(READING PASSAGE begins)
Saturday, April 25, 2026

Iowa Bigfoot Newspaper Project: Bigfoot lives near West Bend

 

- There have been several newspaper accounts of Bigfoot sightings in Iowa throughout the decades and by all accounts, they have been lost to time. As I find them, I will transcribe and post them here, for easy viewing. These articles paint a fascinating picture of historic Iowa Lore and the people who investigates it. -

Bigfoot lives near West Bend

But the costume is safely hidden from vigilante guns

By ART CULLEN

It was a dark, if not stormy, late July night 35 years ago when a nine-year-old girl from Ottosen in Kossuth County spotted a “short, hairy, ape-like animal with fangs and deep-set eyes” that stood in shadows a few inches away and growled.

Three nights later, the girl’s 11-year-old sister saw the same creature walking on Main Street in the village just east of West Bend on the Humboldt County line.

And in early August there were even more sightings of a short version — maybe five feet tall — of Sasquatch making grunting, squealing and whining noises.

By then the world’s media had swooped in on Ottosen. It already was a big story in Iowa.

“What she saw that night may have been Bigfoot, the beast rumored since July to be responsible for eerie night screams, broken fences, stampeded cattle, chewed-up cats, mangled rabbits and the death of a dog whose neck had been broken while it was chained near the home of its master. It — named or nameless, male or female or something biologically unknown — has been seen since. So have the terror and uncertainty,” wrote Steve Klaus in The Des Moines Register of the day.

Bigfoot was seen near Renwick in Humboldt County. It was seen near Boone and Atlantic and even in the dense woods of northeast Iowa.

“It was the biggest scam in the history of Iowa,” Jerome Kohlhaas, 62, told me at the bar of the Algona Country Club on Friday.

Kohlhaas knows who it was. The grin says it all.

And it was not a gorilla from the mists of the Cascade Mountains of the Pacific Northwest.

It was a farmboy from St. Joe, Iowa, a hamlet on Hwy. 169 halfway between Algona and Humboldt.

The costume is around somewhere, but nobody is saying where.

Mr. Bigfoot hung up the hair once the guns came out. Defenders of home and hearth took to the gravel roads along the East and West Forks of the Upper Des Moines River with shotguns in search of their trophy.

“When they started shooting, the outfit disappeared,” said Kohlhaas, a cropdusting pilot who figures he has survived 35 lives. He has rolled so many cars, crashed so many planes and otherwise engaged in a life of hail and harrow that it makes him wonder why others die and he prevails.

“I guess there’s a reason I’m still here,” he said.
(READING PASSAGE ends)
> _TASK REQUIREMENTS_
Continue the newspaper article on the Ottosen Bigfoot sightings from the point where it stops.
(DATASET SECTION begins)
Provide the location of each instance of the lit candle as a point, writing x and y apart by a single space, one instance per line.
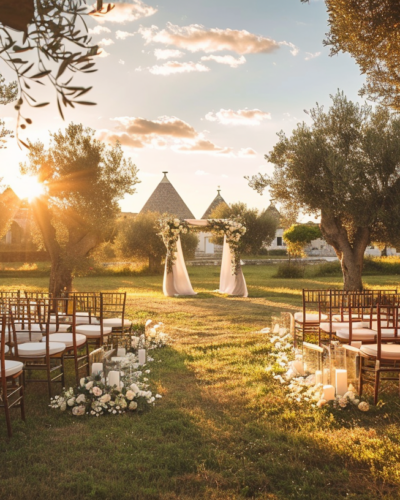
(DATASET SECTION ends)
> _EXERCISE OUTPUT_
The bartender is putting six-packs of bottled beer into the cooler. Someone bids for a drink. The bartender leaves the sixers on the bar and Kohlhaas tries to hand them to women he knows. He is a merry prankster 24/7.

He knows nothing of mangled cats or strangled dogs. He pretty much knows Bigfoot’s range around Ottosen. He does not know how I might contact Bigfoot.

A woman from New York once approached him about writing a book. Kohlhaas said he didn’t know what she was talking about. Then he stops:

“Hey, everybody! There’s food in the other room! Let’s go get it!” he proclaims to the crowd at the bar.

Everyone falls in line behind the Pied Piper.

My old college chum Walter Bradley from Algona has a pretty good idea who Bigfoot was. He about cracks a rib laughing over the phone.

“Somebody said they saw Bigfoot walking down a road when a truck drove by hauling a wagon. Bigfoot flew into the wagon at full speed,” Bradley recalled.

He is an old buddy of Kohlhaas. But he ain’t spilling much, other than to say that Bigfoot was not the missing link. Bigfoot is short and balding with a bit of a beer belly.

Most people knew the gig was up when a girl riding her bike in Ottosen saw Bigfoot and screamed. Parents came out of the house. They searched near a shed. Someone heard a man’s voice say, “Anybody know what time it is?”

Nobody had a notion where the voice came from. Sasquatch speaks! The kids all scattered for safety.

And he was never heard from again.

But he is still out there. Eternally a teenager. A wise-guy smile etched on his lips at all times. And alive to tell about it.

Someday someone will out him. Maybe Jerome Kohlhaas will be the one with the courage to lift the veil of hair and rubber.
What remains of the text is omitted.